- _Short task A_:
Select each line in the records below that contains the string "white".

- _Passage provided_:
⟨

Distance: 18 km (Cum: 559 km)

Ascent: 900 metres (Cum: 31200 metres)

Time taken: 8.8 hrs including 2.5 hrs stops (Cum: 230.0 hrs including 46.5 hrs stops)

Weather: hot and sunny, but clouding over at 4 pm, with a few spots of rain that came to nothing. Thunder and lightning with rain later.

A day spent mainly on pleasant forest paths, if a little steep (even thrutchy) at times.

On another bright, clear, hot morning I soon decided that bandaging the feet would be a good idea. It was, the bandages worked.

A rocky path led past Rifugi de Comapedrosa and down to Arinsal. There were many day walkers coming the other way, most of whom asked me how long it would take them to get to the Refuge.

A trudge through the streets and building sites of Arinsal was followed by a steep climb along the Cami del Coll de les Cases path. There were lots of wild strawberries. I hadn't seen those for a while. Also lots of wood ants intent on exploring stationary objects. So it was best to keep moving. The broad col at 1958 metres, with lots of fading St John's Wort was a pleasant enough spot to pause for a while.

⟩

[Records from a data collection]

⟨

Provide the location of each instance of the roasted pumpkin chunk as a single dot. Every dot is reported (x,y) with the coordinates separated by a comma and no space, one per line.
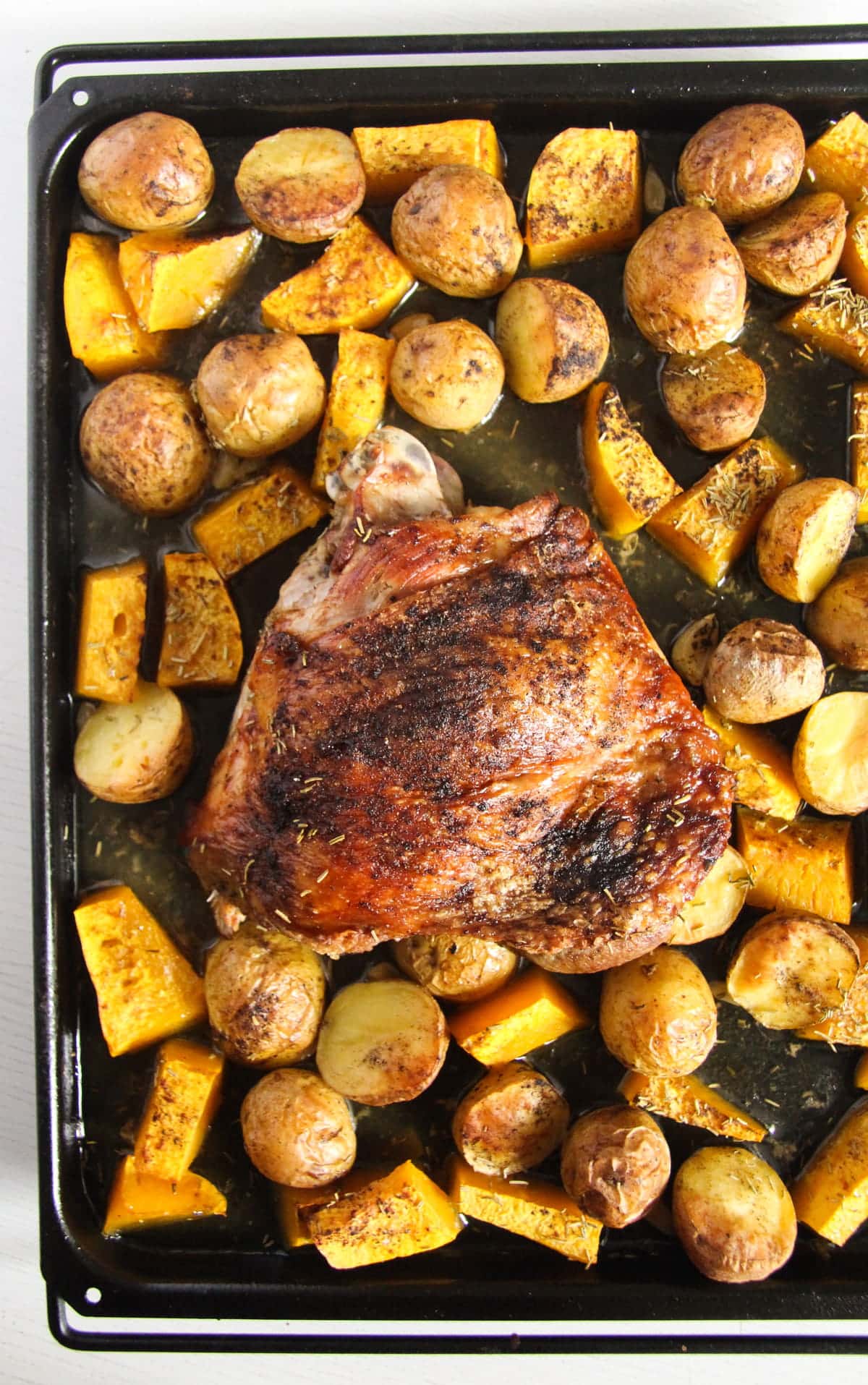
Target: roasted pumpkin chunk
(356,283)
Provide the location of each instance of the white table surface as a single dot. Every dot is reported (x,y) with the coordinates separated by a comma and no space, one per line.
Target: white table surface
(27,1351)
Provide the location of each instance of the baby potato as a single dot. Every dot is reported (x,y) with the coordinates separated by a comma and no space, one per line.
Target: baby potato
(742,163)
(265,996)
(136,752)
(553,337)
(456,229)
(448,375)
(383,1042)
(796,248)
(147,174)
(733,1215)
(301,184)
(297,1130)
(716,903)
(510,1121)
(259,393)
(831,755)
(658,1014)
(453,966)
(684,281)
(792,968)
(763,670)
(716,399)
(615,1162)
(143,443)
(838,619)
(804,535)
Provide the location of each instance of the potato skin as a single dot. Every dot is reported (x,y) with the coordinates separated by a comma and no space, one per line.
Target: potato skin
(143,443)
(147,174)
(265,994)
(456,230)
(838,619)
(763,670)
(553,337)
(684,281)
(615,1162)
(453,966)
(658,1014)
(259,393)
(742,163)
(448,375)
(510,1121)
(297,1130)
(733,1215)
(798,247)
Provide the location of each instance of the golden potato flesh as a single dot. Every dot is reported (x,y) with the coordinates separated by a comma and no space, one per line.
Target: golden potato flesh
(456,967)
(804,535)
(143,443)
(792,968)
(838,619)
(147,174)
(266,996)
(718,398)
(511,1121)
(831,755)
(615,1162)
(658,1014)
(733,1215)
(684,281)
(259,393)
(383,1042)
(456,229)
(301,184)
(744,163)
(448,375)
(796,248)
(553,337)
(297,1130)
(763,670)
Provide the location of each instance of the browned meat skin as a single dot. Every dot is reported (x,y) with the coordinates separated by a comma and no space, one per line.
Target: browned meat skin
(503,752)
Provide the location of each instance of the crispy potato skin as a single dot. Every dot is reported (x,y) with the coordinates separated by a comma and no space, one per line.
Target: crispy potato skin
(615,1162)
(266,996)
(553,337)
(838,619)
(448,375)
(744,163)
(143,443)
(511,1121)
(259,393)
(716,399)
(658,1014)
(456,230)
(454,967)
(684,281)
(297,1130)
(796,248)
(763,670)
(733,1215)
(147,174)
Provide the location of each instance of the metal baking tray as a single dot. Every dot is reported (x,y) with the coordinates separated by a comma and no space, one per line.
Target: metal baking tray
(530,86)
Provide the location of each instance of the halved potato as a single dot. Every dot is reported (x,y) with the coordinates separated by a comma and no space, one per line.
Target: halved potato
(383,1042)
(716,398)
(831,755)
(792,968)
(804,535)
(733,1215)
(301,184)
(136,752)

⟩

- _Short task B_:
Change "forest" to "woodland" in the hiking diary above, then write out the passage between "A day spent" and "the bandages worked.", inclusive.

- _Correct result A_:
Provide the location of each instance of the white table surface as a single dot. Every dot is reported (x,y) with the coordinates separated by a comma and no space, one per line.
Target: white table surface

- _Correct result B_:
A day spent mainly on pleasant woodland paths, if a little steep (even thrutchy) at times.

On another bright, clear, hot morning I soon decided that bandaging the feet would be a good idea. It was, the bandages worked.